* _Given exercise_
Find every line in the records below that contains the string "riverbed", and copy each such line. Matching is case-sensitive.

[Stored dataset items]
--*--

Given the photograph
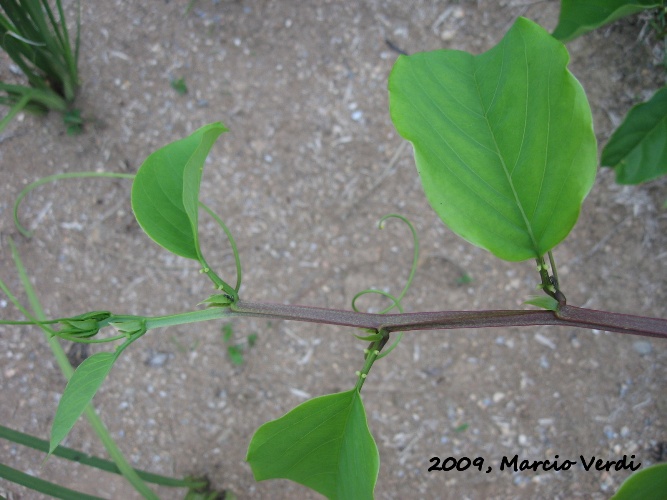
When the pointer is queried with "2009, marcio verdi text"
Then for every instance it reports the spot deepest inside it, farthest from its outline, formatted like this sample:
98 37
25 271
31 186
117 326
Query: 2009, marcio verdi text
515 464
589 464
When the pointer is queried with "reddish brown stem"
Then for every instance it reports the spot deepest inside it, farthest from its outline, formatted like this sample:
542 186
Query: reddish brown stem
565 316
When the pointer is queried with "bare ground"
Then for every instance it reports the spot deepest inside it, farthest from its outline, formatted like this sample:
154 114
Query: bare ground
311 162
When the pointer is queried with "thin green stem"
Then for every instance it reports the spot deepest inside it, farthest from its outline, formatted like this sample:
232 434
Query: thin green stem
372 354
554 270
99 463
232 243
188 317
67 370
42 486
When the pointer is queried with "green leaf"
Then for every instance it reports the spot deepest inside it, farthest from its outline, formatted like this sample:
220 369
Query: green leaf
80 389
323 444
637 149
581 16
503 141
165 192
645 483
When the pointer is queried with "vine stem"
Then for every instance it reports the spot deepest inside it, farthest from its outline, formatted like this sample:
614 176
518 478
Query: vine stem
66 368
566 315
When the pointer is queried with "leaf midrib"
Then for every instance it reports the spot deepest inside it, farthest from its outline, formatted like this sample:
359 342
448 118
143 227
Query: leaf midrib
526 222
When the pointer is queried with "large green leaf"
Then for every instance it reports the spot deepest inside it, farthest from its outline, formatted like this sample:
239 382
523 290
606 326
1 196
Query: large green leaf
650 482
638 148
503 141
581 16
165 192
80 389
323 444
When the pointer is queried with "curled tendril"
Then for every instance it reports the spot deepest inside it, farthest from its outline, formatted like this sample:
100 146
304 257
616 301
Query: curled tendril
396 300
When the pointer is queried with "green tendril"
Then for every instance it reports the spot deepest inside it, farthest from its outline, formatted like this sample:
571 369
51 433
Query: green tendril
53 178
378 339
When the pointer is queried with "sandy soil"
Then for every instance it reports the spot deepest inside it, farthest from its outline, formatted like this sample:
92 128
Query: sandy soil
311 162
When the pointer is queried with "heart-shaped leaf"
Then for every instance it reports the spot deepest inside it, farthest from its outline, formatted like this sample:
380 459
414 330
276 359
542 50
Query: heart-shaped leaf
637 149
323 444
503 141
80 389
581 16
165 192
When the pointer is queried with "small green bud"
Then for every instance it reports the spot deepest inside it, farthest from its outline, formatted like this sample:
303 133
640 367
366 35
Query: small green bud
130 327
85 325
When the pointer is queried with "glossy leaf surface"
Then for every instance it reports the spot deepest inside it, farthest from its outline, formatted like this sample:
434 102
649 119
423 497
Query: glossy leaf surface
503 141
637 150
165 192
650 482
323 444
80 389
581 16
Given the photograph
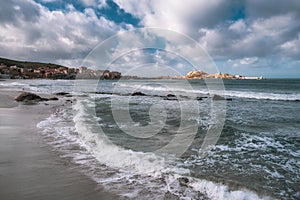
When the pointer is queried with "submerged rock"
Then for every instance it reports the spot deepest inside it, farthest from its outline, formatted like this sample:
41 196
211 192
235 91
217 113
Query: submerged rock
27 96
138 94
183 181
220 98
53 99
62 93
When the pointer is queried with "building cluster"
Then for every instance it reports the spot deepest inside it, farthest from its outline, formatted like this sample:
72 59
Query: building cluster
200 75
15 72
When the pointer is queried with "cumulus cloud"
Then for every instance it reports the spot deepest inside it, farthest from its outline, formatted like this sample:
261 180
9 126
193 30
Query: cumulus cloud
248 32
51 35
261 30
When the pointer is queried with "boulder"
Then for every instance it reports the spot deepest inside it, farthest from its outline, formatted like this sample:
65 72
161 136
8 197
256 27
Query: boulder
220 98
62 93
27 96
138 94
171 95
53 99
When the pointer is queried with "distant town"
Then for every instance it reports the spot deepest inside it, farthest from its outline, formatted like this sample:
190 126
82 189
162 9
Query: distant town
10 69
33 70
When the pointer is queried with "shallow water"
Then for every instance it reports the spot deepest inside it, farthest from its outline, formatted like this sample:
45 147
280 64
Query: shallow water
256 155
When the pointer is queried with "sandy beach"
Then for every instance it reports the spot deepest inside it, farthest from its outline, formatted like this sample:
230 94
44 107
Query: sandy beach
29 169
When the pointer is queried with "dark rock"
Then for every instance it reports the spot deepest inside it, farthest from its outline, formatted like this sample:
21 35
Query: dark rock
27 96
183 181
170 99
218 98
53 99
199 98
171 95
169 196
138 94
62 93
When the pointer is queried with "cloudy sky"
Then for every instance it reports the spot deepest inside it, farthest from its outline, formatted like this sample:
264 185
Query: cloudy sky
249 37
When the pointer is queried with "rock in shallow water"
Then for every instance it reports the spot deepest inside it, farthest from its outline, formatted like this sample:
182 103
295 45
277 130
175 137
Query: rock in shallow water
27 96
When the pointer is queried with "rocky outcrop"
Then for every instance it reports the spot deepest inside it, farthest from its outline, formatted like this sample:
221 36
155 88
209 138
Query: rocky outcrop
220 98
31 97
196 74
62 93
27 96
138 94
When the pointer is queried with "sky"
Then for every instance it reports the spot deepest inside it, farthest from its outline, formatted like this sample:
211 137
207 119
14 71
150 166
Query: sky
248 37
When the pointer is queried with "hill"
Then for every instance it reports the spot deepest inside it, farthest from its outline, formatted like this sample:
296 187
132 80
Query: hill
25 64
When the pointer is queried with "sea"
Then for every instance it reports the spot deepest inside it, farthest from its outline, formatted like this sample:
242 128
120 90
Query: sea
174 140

--*--

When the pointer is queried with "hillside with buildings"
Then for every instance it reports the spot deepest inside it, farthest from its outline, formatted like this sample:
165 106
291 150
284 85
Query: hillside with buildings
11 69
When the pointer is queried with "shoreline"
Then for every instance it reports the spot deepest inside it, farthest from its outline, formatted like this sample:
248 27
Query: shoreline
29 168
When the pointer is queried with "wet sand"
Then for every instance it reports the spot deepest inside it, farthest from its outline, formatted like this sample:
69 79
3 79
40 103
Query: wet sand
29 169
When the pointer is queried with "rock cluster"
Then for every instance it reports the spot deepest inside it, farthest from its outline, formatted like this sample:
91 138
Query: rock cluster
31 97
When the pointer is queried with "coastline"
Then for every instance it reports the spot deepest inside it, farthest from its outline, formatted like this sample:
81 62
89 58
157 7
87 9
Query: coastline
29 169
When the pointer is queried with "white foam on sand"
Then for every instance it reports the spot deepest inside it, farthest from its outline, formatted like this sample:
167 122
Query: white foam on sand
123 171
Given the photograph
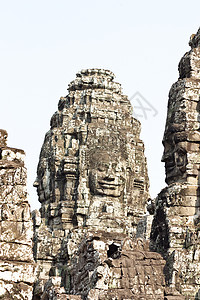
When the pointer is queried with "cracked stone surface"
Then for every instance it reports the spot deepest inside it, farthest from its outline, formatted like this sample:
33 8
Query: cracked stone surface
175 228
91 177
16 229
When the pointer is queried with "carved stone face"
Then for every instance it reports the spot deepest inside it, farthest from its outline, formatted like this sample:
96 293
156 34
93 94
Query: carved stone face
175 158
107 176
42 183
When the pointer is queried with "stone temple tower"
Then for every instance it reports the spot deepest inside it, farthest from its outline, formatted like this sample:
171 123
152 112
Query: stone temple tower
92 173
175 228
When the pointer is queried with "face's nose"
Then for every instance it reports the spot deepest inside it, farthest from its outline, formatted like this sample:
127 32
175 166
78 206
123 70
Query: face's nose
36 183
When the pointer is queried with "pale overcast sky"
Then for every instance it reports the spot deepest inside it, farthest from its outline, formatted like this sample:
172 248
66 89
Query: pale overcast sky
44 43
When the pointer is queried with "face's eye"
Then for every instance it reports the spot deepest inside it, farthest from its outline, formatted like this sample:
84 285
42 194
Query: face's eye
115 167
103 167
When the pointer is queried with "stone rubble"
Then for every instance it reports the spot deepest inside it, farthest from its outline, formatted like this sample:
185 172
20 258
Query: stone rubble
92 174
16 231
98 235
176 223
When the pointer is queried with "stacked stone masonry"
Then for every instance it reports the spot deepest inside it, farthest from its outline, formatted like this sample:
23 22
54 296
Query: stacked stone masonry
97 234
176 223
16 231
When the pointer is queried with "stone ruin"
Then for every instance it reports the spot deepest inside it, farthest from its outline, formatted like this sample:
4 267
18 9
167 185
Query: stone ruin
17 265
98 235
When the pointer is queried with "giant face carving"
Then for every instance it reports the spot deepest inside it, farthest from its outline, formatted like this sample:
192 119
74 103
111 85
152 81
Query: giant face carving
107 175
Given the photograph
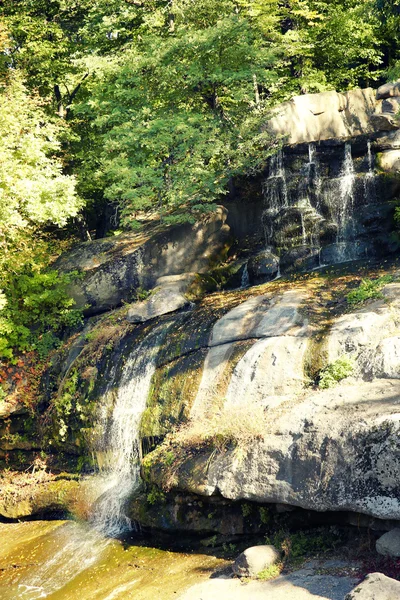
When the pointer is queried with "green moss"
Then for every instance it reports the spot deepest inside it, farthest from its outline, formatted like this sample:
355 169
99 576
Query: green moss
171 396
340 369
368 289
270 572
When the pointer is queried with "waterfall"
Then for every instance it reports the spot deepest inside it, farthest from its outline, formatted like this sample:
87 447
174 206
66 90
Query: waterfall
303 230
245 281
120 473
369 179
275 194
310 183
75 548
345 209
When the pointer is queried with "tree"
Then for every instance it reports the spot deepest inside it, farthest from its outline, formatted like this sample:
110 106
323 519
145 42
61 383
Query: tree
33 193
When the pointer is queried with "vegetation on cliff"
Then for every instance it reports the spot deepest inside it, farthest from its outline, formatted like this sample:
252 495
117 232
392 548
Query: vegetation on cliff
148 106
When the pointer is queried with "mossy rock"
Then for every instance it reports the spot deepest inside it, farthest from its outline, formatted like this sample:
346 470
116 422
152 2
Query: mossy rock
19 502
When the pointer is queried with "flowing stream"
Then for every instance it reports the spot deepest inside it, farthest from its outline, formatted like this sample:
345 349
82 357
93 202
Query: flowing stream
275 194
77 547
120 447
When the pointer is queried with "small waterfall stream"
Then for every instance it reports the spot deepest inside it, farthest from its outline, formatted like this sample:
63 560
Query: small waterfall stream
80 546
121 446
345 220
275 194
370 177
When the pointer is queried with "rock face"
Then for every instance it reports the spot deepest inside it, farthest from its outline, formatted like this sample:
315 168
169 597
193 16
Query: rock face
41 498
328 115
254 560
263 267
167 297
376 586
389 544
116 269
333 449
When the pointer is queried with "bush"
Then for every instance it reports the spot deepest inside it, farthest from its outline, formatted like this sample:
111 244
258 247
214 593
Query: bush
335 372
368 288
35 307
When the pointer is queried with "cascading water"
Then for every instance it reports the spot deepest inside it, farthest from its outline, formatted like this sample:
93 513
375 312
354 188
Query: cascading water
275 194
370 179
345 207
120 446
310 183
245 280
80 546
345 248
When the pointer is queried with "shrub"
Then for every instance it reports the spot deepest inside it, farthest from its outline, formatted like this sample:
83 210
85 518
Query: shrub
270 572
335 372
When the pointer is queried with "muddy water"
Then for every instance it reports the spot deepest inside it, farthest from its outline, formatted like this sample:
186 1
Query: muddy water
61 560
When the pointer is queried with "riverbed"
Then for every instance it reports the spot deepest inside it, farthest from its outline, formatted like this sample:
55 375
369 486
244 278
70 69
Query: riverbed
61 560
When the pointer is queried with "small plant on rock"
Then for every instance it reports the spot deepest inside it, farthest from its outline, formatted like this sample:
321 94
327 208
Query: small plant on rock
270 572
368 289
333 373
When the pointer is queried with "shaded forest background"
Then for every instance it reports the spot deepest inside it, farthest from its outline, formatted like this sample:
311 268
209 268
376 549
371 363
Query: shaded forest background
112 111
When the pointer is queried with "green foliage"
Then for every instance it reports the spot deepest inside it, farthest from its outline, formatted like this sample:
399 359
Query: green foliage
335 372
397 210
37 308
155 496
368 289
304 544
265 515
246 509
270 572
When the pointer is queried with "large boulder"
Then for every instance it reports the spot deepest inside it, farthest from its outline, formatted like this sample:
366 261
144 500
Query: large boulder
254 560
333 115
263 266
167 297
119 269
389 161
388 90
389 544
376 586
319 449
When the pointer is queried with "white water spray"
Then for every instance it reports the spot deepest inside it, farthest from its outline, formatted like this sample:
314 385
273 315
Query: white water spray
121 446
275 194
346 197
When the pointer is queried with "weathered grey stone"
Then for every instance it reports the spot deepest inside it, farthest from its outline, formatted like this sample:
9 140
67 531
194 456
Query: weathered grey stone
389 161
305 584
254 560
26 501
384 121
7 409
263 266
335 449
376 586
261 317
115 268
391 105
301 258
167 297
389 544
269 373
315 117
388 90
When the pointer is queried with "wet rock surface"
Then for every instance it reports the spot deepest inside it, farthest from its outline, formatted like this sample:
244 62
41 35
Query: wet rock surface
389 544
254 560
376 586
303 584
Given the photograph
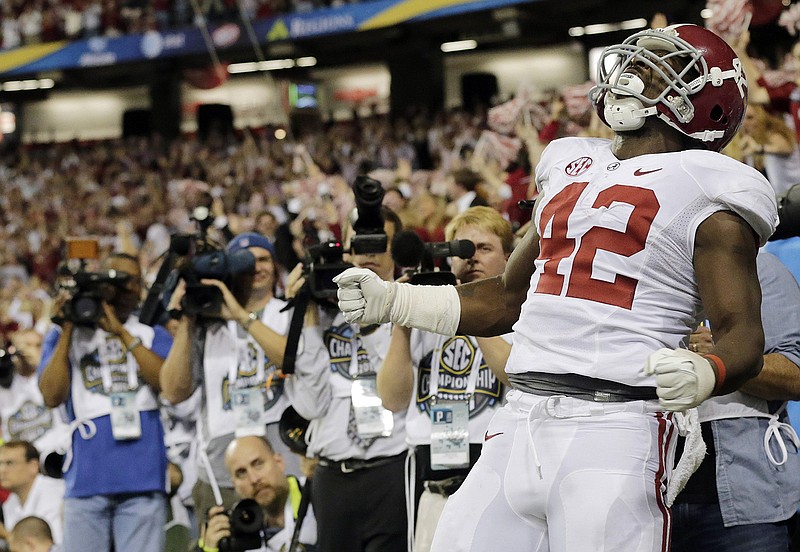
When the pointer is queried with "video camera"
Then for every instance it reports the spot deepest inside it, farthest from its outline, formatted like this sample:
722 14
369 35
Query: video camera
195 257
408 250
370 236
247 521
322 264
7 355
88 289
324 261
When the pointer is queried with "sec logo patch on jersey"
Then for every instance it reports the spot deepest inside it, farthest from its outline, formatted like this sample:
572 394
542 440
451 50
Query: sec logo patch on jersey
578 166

--*--

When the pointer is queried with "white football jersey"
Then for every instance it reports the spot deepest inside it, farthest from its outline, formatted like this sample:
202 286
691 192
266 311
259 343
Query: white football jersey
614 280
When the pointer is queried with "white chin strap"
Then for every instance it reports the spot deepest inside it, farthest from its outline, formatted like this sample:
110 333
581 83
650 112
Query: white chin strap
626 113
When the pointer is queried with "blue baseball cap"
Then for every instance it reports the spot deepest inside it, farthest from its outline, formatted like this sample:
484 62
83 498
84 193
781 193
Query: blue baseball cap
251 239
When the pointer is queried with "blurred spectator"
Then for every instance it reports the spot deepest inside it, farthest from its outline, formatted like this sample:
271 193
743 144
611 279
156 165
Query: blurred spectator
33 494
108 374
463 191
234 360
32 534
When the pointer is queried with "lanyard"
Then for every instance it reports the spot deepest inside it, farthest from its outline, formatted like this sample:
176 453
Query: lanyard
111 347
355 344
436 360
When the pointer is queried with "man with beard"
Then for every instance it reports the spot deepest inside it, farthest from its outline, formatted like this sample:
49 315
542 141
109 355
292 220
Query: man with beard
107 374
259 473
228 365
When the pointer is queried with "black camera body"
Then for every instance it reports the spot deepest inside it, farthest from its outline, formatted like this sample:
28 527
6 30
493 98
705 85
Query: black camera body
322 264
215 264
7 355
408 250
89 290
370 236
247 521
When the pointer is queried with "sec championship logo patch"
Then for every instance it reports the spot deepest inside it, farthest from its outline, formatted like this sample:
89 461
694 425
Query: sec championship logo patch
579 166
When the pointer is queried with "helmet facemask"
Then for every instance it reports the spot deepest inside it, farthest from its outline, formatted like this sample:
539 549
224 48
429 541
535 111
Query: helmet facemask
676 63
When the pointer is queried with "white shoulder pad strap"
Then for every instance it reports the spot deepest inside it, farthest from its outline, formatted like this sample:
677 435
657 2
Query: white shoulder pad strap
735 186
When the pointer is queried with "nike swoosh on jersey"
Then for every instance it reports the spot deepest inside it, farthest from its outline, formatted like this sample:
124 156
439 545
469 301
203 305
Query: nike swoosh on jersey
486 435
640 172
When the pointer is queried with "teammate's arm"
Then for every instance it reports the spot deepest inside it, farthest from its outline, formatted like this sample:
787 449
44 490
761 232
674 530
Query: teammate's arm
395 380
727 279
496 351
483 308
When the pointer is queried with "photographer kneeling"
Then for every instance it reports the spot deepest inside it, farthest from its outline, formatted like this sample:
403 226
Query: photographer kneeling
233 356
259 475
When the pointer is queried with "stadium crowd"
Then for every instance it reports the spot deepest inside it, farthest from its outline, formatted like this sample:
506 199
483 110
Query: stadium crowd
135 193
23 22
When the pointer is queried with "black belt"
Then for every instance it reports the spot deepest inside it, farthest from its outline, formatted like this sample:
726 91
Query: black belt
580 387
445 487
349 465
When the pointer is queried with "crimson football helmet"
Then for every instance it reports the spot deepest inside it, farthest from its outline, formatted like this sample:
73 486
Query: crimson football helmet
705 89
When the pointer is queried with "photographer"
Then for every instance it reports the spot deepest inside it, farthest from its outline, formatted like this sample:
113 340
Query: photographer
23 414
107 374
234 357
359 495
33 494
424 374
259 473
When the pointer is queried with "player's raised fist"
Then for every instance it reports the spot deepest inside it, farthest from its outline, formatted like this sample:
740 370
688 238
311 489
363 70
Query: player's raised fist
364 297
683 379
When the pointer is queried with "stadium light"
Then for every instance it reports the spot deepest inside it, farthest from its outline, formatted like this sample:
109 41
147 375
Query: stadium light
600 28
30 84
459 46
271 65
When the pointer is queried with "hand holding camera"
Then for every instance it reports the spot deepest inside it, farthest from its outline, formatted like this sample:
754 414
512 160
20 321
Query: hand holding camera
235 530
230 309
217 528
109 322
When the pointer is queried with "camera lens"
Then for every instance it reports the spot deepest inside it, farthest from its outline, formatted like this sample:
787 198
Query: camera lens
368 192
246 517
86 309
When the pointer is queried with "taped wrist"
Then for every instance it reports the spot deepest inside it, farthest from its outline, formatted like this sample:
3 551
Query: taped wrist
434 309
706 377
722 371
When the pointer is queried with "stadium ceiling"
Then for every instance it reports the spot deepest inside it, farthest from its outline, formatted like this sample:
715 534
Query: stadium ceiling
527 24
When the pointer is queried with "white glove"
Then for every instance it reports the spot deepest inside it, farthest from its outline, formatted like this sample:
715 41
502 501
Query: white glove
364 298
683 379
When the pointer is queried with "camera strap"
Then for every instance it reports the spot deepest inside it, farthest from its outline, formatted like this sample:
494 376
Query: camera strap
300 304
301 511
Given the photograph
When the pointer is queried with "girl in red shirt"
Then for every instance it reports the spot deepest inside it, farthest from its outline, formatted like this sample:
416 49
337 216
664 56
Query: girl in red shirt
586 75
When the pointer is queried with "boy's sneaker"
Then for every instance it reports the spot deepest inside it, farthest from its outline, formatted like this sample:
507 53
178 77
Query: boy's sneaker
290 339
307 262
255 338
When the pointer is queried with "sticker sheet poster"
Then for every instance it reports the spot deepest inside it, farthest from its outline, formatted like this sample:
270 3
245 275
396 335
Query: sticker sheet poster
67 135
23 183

--*--

* _Written reply_
When the pointer is queried with "riverbed"
Query: riverbed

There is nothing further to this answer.